What the task asks: How many lines of the records contain the string "field" with the same uppercase and lowercase letters? Reply with the number alone.

Provided records:
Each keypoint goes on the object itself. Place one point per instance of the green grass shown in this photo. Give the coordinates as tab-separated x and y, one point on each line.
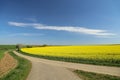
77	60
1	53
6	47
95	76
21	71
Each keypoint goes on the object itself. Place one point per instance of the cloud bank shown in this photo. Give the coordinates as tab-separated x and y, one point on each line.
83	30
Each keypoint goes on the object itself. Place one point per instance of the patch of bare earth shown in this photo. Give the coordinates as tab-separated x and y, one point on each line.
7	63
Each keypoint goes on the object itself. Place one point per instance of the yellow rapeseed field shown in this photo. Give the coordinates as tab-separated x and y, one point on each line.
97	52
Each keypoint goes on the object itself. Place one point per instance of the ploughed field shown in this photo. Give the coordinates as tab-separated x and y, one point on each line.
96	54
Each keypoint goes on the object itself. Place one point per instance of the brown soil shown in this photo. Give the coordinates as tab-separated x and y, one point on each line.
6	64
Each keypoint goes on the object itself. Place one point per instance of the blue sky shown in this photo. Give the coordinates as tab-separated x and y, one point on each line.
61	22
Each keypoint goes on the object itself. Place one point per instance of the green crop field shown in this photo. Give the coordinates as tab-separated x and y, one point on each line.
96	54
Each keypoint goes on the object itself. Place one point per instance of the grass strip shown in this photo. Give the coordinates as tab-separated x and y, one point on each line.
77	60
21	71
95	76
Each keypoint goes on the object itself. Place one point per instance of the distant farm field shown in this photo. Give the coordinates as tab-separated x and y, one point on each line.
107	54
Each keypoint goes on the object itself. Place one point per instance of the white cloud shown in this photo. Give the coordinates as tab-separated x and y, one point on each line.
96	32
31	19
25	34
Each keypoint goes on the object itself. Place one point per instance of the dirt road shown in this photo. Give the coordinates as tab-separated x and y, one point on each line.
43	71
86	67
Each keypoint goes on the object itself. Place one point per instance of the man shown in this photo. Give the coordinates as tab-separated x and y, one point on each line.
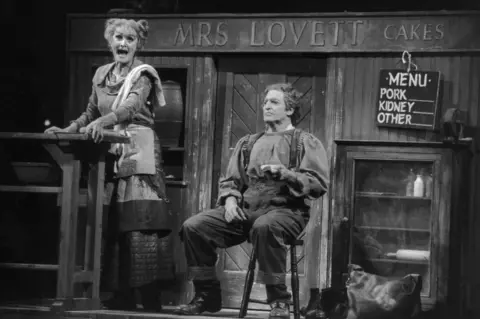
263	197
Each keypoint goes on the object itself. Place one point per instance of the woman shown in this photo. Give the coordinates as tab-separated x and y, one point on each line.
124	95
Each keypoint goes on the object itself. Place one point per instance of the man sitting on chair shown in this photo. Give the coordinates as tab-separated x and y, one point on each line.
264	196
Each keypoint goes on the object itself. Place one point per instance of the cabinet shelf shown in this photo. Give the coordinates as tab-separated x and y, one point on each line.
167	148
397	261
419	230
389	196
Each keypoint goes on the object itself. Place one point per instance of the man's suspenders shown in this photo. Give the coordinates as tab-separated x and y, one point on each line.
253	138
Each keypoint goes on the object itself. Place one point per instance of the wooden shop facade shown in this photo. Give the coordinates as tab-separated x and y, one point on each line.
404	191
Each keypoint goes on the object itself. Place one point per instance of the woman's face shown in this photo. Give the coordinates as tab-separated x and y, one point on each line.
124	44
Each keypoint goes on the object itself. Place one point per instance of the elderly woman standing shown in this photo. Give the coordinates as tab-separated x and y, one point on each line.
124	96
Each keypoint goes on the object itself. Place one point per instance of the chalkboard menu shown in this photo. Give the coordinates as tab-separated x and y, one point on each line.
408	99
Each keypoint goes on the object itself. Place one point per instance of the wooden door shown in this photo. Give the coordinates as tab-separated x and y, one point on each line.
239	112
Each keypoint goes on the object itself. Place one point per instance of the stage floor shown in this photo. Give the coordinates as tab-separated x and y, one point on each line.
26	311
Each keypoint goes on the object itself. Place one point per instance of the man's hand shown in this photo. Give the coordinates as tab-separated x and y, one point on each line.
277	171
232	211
...
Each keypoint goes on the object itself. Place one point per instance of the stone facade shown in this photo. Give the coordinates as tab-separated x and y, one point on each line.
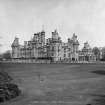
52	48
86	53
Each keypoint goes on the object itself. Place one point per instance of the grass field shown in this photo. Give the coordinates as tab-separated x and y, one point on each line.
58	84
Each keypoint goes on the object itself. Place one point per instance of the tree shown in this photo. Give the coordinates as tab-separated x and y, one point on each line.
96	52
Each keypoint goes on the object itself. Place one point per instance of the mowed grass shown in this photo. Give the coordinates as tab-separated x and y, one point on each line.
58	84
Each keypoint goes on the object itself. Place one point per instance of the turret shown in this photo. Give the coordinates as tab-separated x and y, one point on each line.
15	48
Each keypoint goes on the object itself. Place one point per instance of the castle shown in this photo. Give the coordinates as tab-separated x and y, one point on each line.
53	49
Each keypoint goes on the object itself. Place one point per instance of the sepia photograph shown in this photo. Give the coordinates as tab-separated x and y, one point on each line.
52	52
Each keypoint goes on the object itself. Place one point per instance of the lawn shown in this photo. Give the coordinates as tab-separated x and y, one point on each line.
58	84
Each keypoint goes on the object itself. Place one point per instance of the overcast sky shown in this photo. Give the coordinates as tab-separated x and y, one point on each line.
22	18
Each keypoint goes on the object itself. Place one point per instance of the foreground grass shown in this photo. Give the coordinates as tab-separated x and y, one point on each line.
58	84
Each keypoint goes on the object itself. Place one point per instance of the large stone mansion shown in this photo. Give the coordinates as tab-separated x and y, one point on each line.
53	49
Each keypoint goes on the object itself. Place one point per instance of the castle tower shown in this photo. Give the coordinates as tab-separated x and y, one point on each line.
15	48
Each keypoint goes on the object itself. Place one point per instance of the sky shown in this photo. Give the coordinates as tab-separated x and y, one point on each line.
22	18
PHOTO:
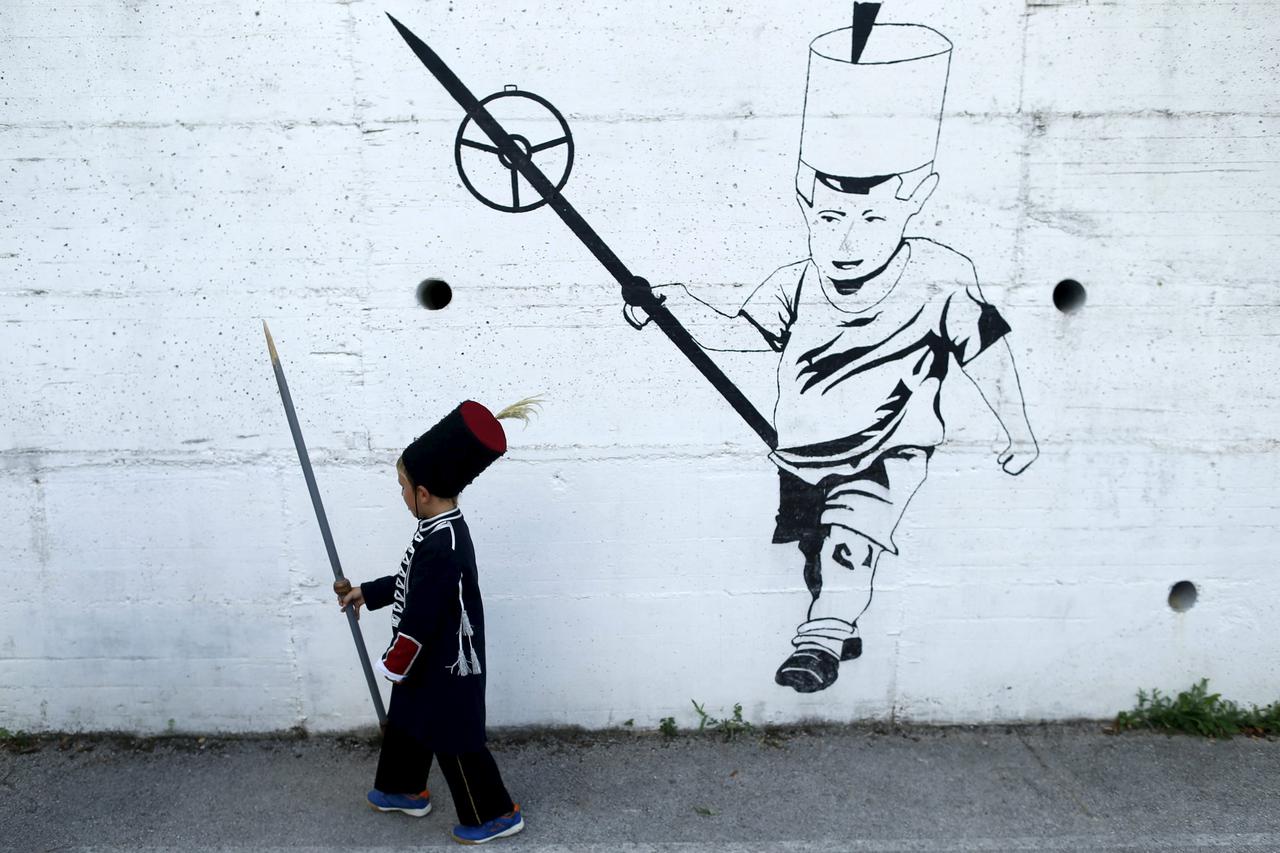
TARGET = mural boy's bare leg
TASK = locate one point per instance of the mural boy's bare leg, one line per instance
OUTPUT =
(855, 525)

Written reply: 5